━━━━━ EXERCISE MATERIAL

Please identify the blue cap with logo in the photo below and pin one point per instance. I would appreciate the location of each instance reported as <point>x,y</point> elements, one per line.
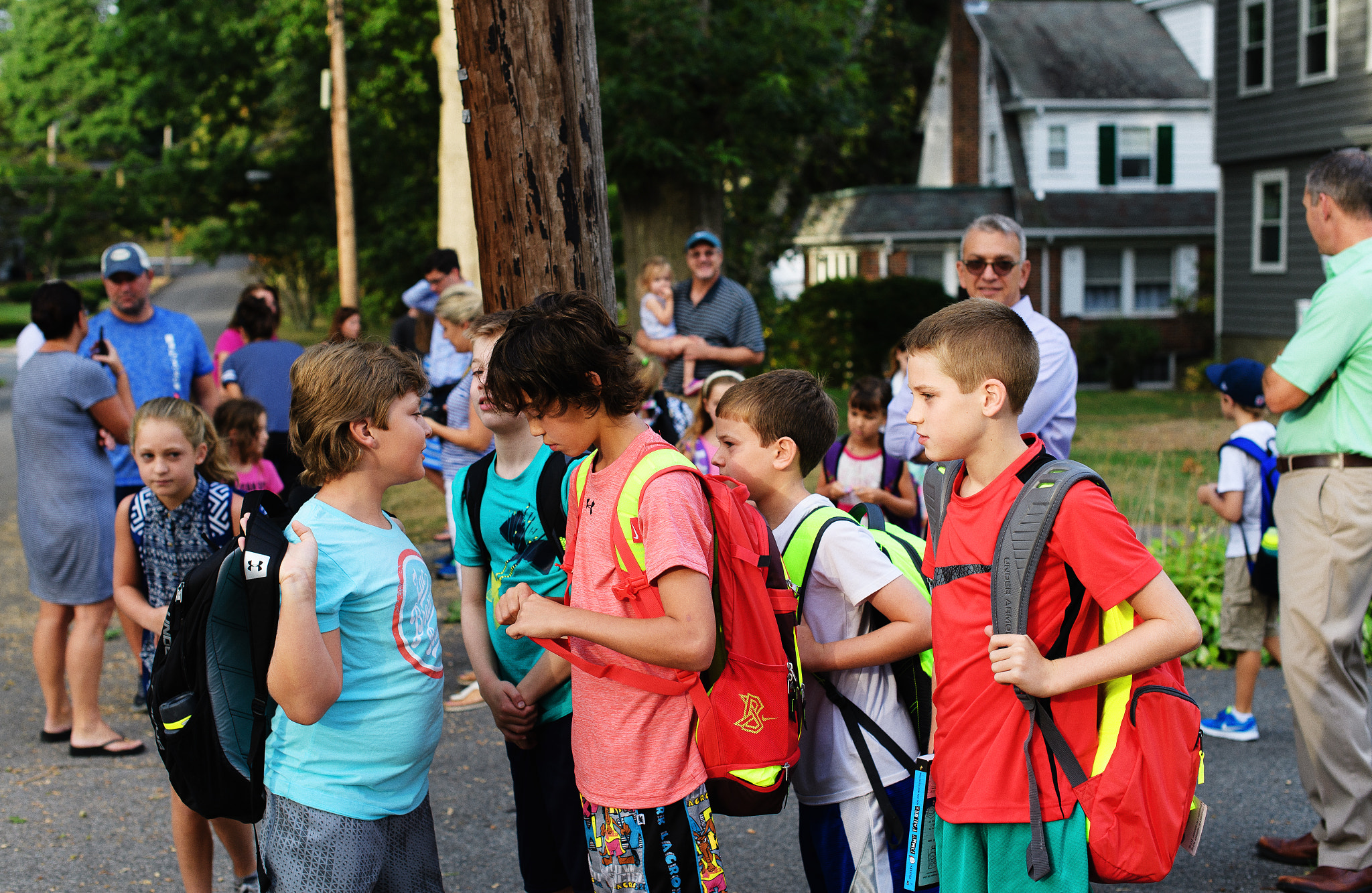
<point>1241,379</point>
<point>703,235</point>
<point>124,257</point>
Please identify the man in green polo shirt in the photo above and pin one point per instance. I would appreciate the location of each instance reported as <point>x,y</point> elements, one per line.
<point>1323,386</point>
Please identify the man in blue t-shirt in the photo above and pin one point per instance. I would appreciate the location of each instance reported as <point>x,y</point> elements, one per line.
<point>163,354</point>
<point>261,370</point>
<point>527,689</point>
<point>162,350</point>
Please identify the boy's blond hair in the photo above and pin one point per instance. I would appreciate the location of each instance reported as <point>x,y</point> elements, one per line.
<point>459,303</point>
<point>980,339</point>
<point>785,404</point>
<point>336,385</point>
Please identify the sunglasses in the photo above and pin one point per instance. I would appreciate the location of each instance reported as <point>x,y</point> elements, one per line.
<point>977,265</point>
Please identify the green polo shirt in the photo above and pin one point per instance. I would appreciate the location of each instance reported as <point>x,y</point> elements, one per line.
<point>1335,336</point>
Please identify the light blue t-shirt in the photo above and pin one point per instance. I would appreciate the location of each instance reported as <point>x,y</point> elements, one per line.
<point>521,553</point>
<point>369,755</point>
<point>162,356</point>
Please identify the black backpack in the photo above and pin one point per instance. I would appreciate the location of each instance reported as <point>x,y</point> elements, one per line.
<point>549,504</point>
<point>208,700</point>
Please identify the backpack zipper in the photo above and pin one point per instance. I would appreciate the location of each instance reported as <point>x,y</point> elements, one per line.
<point>1176,693</point>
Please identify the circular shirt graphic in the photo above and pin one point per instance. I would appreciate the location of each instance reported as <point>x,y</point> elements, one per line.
<point>415,623</point>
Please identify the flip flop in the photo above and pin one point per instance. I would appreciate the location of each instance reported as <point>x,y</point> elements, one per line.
<point>468,699</point>
<point>99,751</point>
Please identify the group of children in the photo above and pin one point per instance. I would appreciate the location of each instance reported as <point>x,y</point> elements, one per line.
<point>610,788</point>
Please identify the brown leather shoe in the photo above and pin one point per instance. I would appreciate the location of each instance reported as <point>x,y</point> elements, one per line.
<point>1290,851</point>
<point>1326,880</point>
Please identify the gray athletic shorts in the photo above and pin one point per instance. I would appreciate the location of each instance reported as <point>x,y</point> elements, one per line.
<point>306,849</point>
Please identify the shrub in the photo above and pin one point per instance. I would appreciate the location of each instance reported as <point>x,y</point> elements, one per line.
<point>845,328</point>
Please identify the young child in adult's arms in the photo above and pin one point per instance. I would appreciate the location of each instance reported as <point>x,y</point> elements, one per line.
<point>358,667</point>
<point>1247,618</point>
<point>183,514</point>
<point>861,468</point>
<point>567,366</point>
<point>773,431</point>
<point>527,689</point>
<point>970,369</point>
<point>242,425</point>
<point>656,314</point>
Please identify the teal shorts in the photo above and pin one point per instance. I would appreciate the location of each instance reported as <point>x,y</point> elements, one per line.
<point>975,857</point>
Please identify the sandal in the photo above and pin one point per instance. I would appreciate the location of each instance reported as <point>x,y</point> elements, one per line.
<point>100,751</point>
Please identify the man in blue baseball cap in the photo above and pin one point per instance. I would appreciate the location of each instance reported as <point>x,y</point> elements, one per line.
<point>717,314</point>
<point>162,352</point>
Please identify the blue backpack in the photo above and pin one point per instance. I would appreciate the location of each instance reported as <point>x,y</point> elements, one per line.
<point>1263,561</point>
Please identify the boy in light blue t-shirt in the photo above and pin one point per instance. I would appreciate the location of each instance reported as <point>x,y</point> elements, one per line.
<point>527,689</point>
<point>357,669</point>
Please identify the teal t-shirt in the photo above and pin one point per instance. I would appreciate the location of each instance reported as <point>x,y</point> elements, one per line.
<point>521,553</point>
<point>368,758</point>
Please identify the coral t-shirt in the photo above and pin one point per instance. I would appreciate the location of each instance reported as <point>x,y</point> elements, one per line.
<point>1091,563</point>
<point>633,748</point>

━━━━━━━━━━

_OBJECTIVE:_
Please write out all the items above again, changing every "pin" to "place" and keeping everything else as it is. Leave the pictures out.

_SOLUTION FOR THIS EXERCISE:_
Please identify the blue cap with logo in the photo below and place one point per instance. I would appreciate the location of each instance reported as <point>x,y</point> elements, one per line.
<point>1241,379</point>
<point>703,235</point>
<point>124,257</point>
Please identify the man in green polo shirt in the photo above and place one point per instance. I would appreciate the location of each instance reported as <point>x,y</point> elements, one per line.
<point>1323,386</point>
Please identify the man in blue t-shirt in the photo above and place one point per instance. I would appreciate the location of each instance reported as <point>x,y</point> elements, one per line.
<point>163,354</point>
<point>261,370</point>
<point>527,689</point>
<point>162,350</point>
Please identify the boy's blond hair in the photo above and place one point per instance. I would appreciate the location of each instance reported as <point>x,y</point> elements, one per line.
<point>459,303</point>
<point>980,339</point>
<point>785,404</point>
<point>336,385</point>
Please identify the sunglasses in the photo above and place one point per instance. I would appreciate the location of each instance reported as <point>x,y</point> elements, one per line.
<point>977,265</point>
Please identify the green polo shirt in the photo above and place one point per instance. I would appreciate the location of each instance reported as <point>x,y</point> elements, one per line.
<point>1335,336</point>
Please identify the light blue t-shirt in the photo above and place one point per instance. I would appreciate the location of each instance reported as <point>x,y</point> elements, one per line.
<point>521,553</point>
<point>369,755</point>
<point>162,356</point>
Please identify the black backpack in the photo above and place one point per instance. I would appreciate the location of each instance reported as <point>x,y</point> elements, one per line.
<point>549,504</point>
<point>208,700</point>
Please identify the backpack zipper in the photo above and place one point per instance. I would appreciate the location of each instance reported as <point>x,y</point> elements, one per line.
<point>1176,693</point>
Please identify the circular shirt graphic in the photo above and place one point per instance. I would appreciate the location of each instance reported as <point>x,y</point> elements, one per line.
<point>415,623</point>
Please identify the flip flop in the photo above and place one point per instance. I would appreciate the location of each instance reported as <point>x,y</point> elements, one per line.
<point>468,699</point>
<point>99,751</point>
Please identify the group of children in the photo above and place one point per instance. I would appreciate the location of each instance reported as <point>x,y</point> elements, one per line.
<point>610,788</point>
Please identify the brown leather shoe in the photo above and place one point per instance. I would appreciate the location of each instance reported as <point>x,y</point> elements, one per line.
<point>1290,851</point>
<point>1326,880</point>
Please identify the gray athletic shorts in the photo above and place one point per instance. I would appreciate the location of each instance reported as <point>x,y</point> elements, one per line.
<point>306,849</point>
Please identify the shrub in the photo above and place one point per instance. I would appreciate the location of each instance reported as <point>x,y</point> elements, one per line.
<point>845,328</point>
Please identify the young child in adult's arms in the photo above and place one point per instance. I would appreciate the location of each instance reported as <point>x,y</point> elements, one per line.
<point>358,667</point>
<point>1247,618</point>
<point>183,514</point>
<point>861,468</point>
<point>567,366</point>
<point>773,431</point>
<point>527,689</point>
<point>970,369</point>
<point>242,425</point>
<point>656,314</point>
Please identify the teal shorts in the photo above and place one point per instance. I would appreciate the location of each instance reported as <point>x,y</point> elements, one per line.
<point>975,857</point>
Please identify the sandal in the photo above and place one point per instance. I would appreciate the location of each instance reported as <point>x,y</point> elements, one per line.
<point>100,751</point>
Please identify the man in blue baseball cap in the photo above and place one point per instance. I would appreciate the location of each instance reported as <point>x,y</point> elements, one per line.
<point>717,314</point>
<point>162,352</point>
Please identify the blue backpack in the photo above and place one point per instance. I would appreciate the location of each instance reported as <point>x,y</point> elements, one per line.
<point>1263,561</point>
Please identify the boy in light blue t-shirt in the photo above and place one point per instance. I would appreciate the location of each instance reported as <point>x,y</point> elements, one per line.
<point>527,689</point>
<point>357,669</point>
Please identify the teal t-shirt in the photo above and place one point per instance. I would appreciate the location of each instance reported as <point>x,y</point> elements, one per line.
<point>521,553</point>
<point>368,758</point>
Please identify the coral t-shirt in the photo above and place one point per instance. I would appreciate the location of each instance reported as <point>x,y</point> elements, one per line.
<point>1091,563</point>
<point>633,748</point>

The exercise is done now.